* Challenge
In the forum thread about the GeForce 8600M GT, which card is the 8600M GT described as a tuned-down version of?

* Selected extract
================
# NVIDIA GeForce 8600M GT for moderate / heavy gaming?



## SPL Tech (Aug 23, 2006)

I am looking at buying this laptop: http://www.newegg.com/Product/Product.aspx?Item=N82E16834220182

I will use it mainly for gaming. Is it a good choice? It has the NVIDIA GeForce 8600M GT GPU. How good is this card? Will it allow me to play any game currently out on the market on all max detail settings on the stock resolution (1680 x 1050)? How far from the top of the line (as far as Nvidia cards go) is this card?


----------



## coolboy0286 (Jul 2, 2007)

As far as I can say, Ive never heard of this card, right now most people are buying either cards like 7900 or 8800, I personally am waiting on a 8800GTS from newegg. Since you are buying this computer for gaming, its much better to get a desktop since it will be much easier to upgrade. I really doubt that card can run the newest games on max settings at 1670 x 1050 resolution.

BTW, on newegg, it said the battery life is 2 hours, i dunno about you, but that sounds QUITE short.


----------



## unknowable (Feb 6, 2008)

that's a decent card - i'm running the same card right now on my hp dv9740us. it'll do the job for you, but it'll get almighty hot. might want to consider getting a laptop cooler pad


----------



## Compiler (Oct 11, 2006)

notebooks don't use the same graphics cards (if at all) as desktops. But an 8600m seems to be above avg GPU power for a notebook.

The link you gave says the notebook is deactivated... discontuned model?


----------



## walters4 (Feb 4, 2008)

I own a ferrari 3200 ..with a 9700 pro gfx..i remember when i bought it ..i thought its going to play all games (at that point of time ofcourse) ..and it did for a while..
but then its video quality degraded..
the main problem was because it got heated..

Laptop cooling isn't that great still ..i've used asus , acer , toshiba , hp and dell laptops ..their cooling isn't adequate for gaming ..

Just my personal thing...

btw 8600gt is a good card..not for high resolutions though ..1024 should be good with aa and af turned on..after that resolution it might lag a bit..


----------



## Waldo_II (Apr 13, 2007)

The GeForce 8600M GT is basically just a tuned-down version of the GeForce 8600 GT. You will likely be able to play most games out there at max settings, but for newer games (COD4, Crysis, anything released within several months), you will have to turn down the settings.


----------
================
* Listed entries

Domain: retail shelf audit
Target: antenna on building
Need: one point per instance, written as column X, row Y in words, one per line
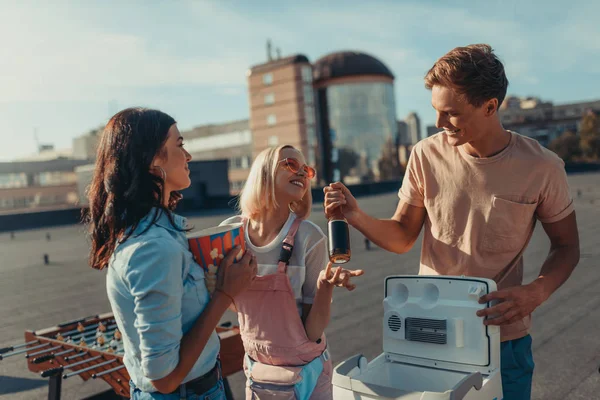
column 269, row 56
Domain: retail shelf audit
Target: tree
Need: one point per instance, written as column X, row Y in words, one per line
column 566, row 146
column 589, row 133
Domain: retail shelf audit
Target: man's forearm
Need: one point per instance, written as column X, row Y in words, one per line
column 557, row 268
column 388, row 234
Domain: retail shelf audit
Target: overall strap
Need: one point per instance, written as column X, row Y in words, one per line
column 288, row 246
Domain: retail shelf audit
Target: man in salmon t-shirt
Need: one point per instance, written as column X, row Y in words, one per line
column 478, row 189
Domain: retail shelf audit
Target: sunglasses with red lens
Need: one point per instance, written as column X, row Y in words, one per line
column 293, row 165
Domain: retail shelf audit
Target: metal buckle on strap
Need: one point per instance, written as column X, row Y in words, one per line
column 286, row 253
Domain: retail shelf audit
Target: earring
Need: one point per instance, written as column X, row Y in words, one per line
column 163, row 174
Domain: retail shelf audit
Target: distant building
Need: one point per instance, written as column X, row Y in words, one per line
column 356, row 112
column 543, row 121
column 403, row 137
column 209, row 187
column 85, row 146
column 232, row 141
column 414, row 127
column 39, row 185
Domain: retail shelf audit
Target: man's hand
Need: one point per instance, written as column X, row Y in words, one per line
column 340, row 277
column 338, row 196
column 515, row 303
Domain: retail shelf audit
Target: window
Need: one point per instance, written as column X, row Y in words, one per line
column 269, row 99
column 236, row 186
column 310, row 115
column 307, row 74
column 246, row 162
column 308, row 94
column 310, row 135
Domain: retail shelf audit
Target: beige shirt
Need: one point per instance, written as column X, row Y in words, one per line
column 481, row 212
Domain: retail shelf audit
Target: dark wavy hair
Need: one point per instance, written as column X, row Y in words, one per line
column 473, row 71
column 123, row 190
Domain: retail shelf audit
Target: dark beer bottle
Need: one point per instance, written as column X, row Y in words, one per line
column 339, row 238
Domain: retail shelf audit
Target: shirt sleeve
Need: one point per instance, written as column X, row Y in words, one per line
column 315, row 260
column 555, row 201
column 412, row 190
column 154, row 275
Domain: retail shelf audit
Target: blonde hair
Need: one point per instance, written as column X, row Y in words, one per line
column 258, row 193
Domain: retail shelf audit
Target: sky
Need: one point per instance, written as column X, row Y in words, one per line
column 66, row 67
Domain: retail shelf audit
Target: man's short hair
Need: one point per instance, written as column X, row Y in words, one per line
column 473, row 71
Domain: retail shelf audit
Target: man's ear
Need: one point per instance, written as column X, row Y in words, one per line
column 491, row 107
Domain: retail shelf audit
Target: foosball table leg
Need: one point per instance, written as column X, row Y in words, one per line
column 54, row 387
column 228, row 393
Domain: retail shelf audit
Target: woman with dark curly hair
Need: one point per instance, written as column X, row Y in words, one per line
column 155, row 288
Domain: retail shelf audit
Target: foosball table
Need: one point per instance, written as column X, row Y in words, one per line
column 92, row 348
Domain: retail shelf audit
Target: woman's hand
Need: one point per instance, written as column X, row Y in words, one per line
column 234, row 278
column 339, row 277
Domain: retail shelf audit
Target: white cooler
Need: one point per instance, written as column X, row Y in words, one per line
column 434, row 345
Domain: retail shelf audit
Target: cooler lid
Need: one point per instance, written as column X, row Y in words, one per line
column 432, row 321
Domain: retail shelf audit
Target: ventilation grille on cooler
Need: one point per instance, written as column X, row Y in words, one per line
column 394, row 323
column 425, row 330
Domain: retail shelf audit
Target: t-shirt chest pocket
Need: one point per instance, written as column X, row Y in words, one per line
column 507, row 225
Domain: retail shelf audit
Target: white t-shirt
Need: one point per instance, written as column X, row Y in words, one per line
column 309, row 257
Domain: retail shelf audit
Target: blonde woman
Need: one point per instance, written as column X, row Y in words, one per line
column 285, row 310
================
* Solution for this exercise
The GeForce 8600 GT.